Natural language region descriptions
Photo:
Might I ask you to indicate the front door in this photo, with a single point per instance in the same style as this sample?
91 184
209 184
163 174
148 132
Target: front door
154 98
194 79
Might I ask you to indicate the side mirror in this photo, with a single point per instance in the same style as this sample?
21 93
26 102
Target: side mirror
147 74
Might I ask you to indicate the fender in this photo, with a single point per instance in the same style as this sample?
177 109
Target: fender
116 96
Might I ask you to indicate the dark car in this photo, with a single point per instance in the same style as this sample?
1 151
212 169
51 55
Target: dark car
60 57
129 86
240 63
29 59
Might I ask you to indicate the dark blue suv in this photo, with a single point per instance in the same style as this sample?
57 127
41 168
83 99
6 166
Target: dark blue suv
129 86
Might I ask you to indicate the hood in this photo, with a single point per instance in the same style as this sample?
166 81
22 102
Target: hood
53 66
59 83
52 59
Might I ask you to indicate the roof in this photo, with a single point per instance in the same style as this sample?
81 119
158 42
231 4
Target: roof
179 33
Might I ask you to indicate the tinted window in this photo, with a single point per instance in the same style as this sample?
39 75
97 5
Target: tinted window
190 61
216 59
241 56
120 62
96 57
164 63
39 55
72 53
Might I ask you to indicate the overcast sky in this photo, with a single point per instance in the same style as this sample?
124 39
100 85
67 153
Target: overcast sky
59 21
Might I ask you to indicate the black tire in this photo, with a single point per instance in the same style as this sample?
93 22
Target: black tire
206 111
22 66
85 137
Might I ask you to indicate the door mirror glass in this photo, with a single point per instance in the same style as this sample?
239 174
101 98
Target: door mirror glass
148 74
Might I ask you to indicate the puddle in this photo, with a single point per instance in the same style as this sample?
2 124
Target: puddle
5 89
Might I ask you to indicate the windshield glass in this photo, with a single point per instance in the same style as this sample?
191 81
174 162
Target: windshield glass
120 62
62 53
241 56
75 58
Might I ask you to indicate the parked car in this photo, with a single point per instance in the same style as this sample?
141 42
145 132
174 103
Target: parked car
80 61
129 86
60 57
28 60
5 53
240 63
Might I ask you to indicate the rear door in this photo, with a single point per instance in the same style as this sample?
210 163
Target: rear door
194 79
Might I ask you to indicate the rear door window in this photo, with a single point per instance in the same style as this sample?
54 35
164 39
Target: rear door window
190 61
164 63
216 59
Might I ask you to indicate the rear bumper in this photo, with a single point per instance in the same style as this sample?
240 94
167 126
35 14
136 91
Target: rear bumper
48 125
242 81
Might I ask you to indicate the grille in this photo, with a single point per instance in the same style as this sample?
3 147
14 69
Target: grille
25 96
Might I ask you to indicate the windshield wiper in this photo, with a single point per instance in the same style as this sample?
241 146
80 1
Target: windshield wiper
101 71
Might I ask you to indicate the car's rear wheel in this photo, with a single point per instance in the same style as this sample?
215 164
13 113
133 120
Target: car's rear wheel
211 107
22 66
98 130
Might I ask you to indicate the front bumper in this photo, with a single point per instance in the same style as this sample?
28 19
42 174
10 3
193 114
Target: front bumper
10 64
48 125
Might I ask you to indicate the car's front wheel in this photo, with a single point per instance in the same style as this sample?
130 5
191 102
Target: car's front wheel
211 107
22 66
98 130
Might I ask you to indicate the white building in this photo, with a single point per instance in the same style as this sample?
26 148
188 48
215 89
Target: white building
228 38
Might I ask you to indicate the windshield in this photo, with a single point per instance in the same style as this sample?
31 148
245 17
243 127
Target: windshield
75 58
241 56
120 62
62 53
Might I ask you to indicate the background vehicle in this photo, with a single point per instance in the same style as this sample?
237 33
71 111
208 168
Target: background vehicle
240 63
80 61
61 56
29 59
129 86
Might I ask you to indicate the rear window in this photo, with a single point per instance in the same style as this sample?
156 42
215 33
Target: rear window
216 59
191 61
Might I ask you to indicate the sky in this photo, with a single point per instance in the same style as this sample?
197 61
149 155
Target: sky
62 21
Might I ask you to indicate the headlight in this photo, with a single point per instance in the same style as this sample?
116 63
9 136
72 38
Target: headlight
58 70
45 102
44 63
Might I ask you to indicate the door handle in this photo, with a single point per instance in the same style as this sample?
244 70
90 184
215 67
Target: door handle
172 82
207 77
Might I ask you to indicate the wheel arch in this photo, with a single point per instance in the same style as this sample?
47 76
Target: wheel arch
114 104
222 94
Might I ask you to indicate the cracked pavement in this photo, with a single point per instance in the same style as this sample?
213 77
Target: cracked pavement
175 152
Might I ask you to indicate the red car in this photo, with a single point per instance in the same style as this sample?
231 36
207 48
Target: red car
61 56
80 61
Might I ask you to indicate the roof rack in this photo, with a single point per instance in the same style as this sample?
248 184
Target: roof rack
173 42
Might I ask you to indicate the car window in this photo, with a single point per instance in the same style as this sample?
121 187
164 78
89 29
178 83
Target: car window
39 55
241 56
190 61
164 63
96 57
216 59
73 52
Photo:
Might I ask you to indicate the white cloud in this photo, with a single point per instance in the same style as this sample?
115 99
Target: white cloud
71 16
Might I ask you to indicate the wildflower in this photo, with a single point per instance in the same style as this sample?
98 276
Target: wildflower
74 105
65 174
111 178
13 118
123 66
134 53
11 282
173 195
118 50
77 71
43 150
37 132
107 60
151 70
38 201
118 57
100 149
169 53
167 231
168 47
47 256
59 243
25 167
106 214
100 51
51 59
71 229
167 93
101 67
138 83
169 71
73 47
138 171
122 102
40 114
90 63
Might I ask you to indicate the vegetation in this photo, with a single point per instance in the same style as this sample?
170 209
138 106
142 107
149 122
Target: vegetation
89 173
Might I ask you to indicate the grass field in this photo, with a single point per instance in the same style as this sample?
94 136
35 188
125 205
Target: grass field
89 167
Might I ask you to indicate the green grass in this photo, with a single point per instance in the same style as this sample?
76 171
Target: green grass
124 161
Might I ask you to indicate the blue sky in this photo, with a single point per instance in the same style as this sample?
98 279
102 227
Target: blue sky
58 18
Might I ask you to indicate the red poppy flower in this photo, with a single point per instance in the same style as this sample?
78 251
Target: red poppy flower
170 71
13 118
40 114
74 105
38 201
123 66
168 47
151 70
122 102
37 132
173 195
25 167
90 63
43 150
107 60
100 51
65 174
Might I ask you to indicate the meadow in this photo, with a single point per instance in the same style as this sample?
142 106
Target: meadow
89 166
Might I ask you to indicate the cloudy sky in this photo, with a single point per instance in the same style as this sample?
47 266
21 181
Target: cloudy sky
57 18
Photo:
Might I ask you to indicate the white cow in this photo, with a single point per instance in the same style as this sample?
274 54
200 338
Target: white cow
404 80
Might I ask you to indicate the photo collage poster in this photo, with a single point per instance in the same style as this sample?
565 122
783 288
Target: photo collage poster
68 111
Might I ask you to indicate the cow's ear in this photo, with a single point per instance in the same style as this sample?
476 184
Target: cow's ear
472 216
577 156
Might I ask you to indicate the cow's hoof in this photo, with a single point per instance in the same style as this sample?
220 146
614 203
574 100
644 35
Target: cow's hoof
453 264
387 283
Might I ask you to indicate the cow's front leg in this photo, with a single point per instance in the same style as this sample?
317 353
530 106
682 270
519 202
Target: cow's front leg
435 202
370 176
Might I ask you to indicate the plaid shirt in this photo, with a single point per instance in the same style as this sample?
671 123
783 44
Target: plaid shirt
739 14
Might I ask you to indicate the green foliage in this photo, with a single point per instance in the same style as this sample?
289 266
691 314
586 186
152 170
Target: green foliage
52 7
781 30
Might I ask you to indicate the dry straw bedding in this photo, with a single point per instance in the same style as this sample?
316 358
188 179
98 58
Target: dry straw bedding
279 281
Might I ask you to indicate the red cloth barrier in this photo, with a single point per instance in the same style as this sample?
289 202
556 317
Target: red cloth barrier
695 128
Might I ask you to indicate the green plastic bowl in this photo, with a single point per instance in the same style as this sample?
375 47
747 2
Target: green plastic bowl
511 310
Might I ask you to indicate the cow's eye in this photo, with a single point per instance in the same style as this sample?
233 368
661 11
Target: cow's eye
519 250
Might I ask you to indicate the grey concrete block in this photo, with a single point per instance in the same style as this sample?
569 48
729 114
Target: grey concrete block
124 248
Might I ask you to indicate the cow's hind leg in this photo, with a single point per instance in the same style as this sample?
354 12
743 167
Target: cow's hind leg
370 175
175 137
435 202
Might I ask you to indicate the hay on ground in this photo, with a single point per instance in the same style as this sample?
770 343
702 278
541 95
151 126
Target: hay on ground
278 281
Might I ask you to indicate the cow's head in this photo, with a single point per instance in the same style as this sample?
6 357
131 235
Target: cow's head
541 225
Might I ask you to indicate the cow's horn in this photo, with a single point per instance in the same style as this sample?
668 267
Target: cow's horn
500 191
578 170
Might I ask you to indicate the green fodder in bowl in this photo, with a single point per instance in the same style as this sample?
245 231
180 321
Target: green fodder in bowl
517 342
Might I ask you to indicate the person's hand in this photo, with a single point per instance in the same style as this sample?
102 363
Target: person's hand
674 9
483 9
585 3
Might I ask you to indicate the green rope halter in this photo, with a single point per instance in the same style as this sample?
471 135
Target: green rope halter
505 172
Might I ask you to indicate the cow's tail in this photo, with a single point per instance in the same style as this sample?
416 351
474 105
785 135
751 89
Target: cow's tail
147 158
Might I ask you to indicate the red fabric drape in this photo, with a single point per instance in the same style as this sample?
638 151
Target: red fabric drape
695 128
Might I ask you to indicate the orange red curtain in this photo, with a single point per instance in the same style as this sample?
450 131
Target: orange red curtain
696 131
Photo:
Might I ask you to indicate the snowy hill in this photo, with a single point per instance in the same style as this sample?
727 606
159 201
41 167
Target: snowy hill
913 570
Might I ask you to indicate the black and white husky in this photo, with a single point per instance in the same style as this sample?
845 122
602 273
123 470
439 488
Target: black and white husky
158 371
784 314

Problem to work on> Repeat only the stretch of lines starting at the one containing "Target: snowy hill" and running to the final line of the entries above.

Task response>
Target: snowy hill
913 570
Might I ask you to indicate the black and white husky in this photo, with a single point per instance in the same style as this sample?
845 122
602 273
123 470
439 488
Target: black and white husky
158 371
784 314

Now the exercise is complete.